* Begin Data supplied *
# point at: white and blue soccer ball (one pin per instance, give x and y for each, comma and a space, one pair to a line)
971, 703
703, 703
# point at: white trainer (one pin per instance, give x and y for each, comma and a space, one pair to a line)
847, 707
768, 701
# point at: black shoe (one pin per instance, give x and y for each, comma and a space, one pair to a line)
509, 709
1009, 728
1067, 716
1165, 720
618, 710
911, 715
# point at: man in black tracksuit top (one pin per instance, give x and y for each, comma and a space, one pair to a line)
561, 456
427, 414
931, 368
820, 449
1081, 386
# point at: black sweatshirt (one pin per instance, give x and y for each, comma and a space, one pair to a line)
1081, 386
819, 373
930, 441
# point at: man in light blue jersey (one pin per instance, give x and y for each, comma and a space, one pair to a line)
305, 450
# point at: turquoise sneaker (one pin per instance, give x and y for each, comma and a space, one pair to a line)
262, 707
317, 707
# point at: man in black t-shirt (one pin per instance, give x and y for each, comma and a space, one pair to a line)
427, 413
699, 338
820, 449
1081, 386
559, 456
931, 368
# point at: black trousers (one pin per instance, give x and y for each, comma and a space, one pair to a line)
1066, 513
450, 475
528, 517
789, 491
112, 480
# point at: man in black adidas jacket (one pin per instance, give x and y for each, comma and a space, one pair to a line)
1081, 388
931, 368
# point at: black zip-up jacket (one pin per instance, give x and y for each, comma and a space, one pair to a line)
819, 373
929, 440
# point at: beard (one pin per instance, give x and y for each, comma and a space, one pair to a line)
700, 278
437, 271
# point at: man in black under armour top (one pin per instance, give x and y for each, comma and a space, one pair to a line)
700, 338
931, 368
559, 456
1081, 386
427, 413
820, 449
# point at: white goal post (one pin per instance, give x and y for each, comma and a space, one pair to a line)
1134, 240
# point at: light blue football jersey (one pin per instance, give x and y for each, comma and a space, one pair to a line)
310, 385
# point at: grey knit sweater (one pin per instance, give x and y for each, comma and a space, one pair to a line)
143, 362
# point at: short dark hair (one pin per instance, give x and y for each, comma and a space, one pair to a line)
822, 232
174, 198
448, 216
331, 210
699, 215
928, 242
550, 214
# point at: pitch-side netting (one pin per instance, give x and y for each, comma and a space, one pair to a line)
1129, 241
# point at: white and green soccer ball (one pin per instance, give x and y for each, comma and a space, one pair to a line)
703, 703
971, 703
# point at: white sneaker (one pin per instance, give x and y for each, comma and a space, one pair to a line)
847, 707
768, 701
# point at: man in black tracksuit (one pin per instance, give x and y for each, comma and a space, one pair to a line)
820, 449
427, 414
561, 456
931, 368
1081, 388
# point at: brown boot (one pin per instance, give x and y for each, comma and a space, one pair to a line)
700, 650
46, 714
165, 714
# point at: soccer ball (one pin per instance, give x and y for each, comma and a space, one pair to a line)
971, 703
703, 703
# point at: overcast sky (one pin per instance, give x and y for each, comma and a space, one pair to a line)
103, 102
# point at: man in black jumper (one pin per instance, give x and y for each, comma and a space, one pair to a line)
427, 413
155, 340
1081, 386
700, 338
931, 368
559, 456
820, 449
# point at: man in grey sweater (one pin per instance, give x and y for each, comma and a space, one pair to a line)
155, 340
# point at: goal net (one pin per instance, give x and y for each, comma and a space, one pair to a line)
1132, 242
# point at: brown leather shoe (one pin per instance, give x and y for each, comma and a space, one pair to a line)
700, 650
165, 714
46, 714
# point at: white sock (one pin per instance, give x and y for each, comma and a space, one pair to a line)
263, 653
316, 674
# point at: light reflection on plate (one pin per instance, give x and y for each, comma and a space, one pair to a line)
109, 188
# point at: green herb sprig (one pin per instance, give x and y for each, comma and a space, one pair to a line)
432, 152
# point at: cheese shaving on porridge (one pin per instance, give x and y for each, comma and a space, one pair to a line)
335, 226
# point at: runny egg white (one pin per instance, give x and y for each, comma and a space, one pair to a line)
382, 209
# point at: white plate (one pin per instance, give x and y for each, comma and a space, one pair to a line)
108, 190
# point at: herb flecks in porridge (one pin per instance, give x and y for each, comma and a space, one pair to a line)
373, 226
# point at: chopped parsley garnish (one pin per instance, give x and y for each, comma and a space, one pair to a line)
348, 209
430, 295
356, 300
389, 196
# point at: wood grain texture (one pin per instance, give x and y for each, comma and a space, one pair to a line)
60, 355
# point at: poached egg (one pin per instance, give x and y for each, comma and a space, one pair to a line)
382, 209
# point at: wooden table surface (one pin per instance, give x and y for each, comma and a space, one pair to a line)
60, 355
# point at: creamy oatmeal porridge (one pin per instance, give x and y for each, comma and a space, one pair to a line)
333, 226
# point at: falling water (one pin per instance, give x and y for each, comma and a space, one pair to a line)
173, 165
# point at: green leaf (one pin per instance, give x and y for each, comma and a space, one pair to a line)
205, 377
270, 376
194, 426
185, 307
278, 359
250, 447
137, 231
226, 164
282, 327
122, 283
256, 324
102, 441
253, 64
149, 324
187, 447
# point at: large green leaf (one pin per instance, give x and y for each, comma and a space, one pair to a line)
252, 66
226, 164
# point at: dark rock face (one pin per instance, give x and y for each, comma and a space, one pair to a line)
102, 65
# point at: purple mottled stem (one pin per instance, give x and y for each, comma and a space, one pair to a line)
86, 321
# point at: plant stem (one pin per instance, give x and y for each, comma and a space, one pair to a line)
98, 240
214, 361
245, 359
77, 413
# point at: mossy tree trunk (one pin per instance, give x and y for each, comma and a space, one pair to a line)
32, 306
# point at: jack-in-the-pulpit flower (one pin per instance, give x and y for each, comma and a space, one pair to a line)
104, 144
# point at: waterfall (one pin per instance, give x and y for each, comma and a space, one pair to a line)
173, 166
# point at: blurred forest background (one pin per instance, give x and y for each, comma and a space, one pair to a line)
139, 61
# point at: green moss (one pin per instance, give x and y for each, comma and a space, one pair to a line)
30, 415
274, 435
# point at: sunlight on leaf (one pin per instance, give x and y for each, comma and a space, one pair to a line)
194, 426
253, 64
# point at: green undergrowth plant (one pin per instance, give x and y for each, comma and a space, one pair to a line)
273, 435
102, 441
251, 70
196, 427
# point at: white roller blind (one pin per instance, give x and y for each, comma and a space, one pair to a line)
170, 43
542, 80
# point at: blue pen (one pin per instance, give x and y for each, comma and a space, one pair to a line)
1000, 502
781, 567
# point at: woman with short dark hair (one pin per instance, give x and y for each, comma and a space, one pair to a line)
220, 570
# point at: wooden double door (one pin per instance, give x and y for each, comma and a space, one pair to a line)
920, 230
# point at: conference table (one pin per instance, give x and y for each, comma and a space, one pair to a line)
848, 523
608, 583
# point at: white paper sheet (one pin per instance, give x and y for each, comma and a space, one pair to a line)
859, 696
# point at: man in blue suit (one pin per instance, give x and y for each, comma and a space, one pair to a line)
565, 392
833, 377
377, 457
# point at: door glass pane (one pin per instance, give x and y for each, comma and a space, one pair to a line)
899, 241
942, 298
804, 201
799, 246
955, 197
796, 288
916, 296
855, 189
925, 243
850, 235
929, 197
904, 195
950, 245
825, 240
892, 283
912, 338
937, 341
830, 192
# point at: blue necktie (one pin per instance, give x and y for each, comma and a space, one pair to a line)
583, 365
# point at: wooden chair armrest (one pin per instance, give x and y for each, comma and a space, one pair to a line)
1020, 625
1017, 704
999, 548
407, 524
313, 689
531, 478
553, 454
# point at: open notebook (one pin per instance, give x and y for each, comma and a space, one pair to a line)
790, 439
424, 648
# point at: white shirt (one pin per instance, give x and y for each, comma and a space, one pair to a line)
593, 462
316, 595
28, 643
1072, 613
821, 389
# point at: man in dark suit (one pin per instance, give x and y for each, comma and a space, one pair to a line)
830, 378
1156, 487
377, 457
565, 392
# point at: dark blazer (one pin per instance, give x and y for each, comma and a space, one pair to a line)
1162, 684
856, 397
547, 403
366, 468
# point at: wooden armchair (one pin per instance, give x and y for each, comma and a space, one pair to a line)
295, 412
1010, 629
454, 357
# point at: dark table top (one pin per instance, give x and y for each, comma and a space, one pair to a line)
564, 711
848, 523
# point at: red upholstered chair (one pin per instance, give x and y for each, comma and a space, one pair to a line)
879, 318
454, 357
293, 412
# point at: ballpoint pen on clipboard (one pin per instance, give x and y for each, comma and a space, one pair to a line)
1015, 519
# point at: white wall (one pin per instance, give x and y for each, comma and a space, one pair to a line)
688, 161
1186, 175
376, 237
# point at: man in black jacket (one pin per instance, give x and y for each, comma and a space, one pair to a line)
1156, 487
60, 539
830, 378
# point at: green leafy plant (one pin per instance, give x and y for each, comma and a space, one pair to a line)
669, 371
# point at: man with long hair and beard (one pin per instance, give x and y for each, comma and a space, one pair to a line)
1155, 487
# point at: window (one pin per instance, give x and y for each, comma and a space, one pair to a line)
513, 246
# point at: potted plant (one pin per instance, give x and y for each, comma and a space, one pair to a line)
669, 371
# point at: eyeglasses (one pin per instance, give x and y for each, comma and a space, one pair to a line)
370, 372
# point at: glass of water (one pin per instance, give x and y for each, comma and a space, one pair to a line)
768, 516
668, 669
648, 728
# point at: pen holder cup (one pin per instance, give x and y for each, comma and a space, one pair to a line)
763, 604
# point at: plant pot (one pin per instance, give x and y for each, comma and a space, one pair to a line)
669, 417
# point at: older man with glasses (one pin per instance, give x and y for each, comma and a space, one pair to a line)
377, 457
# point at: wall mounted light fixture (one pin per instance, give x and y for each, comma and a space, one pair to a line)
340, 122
* End Data supplied *
Extract, exactly as they appear, the lines from the one containing "# point at: wooden armchair" through the final line.

Solved problem >>
# point at: wooden armchair (one pin per instance, give x and y for each, comma and a space, one pair to a line)
295, 412
1010, 629
454, 357
# point at: dark table top (one pin per instance, give x and y for each, comma and a space, one pair to a line)
564, 711
848, 523
# point at: red upholstered chair (one pin per instance, give x and y for each, comma and a space, one pair to a line)
879, 318
454, 357
293, 412
# point at: ballpoint pen on clipboard (one pin per instance, give x and y for each, comma and a space, one pair to a line)
1015, 519
# point at: white wall (one pin per instance, give x and y for each, comma and a space, one pair to a line)
688, 161
1186, 175
376, 237
# point at: man in black jacket (one pin per instance, give x and y for each, comma and a space, one pair to a line)
1156, 487
60, 539
830, 378
# point at: green leafy plant (one pin per instance, give x and y for each, comma and a space, one pair to a line)
669, 371
# point at: man with long hair and beard (one pin per instance, give x and y for each, comma and a space, one pair to a line)
1155, 487
# point at: window (one pin per instance, give x and y for each, comma and a space, one pair to a line)
513, 246
# point at: potted plant (one pin per instance, give x and y for each, comma and a space, one pair to a line)
669, 371
# point at: eyeglasses (one pin per instance, give x and y for each, comma and a space, one pair to a line)
370, 372
# point at: glass of water (one pin per instance, give x and y for each, comma and a space, one pair to a line)
768, 516
668, 669
648, 728
# point at: pen holder cup (one pin per instance, give x and y for each, comma and a space, one pair to a line)
763, 604
# point at: plant pot (one pin per instance, give x and y for each, comma and a space, one pair to a line)
669, 417
# point at: older man with glasses (one pin per instance, give x and y for each, comma and a space, one pair to a line)
377, 457
# point at: wall mounted light fixture (one pin per instance, give x and y for each, comma and a space, one pair to a line)
340, 122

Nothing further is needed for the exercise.